**TASK REQUIREMENTS:**
The answer must be a bare number: the count of lines below that contain "compact".

Dataset entries:
▬▬▬▬▬▬

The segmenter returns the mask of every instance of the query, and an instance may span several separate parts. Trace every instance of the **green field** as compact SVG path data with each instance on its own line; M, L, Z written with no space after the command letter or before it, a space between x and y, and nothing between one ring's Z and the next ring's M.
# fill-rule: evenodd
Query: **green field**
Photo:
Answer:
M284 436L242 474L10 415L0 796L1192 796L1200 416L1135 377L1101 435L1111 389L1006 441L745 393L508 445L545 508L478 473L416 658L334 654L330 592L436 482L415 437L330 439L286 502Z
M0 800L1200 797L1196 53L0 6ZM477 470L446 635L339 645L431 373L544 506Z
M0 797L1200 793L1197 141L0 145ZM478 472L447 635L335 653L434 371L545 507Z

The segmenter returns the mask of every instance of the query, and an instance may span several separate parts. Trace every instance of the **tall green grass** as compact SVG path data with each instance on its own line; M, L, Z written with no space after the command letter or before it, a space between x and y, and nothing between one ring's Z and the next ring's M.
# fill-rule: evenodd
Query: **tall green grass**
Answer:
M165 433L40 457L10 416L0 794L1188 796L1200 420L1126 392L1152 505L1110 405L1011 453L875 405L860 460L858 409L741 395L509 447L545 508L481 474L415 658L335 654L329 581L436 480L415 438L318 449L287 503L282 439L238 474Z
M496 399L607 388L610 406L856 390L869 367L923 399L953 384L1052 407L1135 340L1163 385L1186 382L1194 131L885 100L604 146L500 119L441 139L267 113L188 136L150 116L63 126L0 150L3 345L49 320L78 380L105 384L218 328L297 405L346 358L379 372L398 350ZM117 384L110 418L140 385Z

▬▬▬▬▬▬

**RESPONSE TO THIS EXERCISE:**
2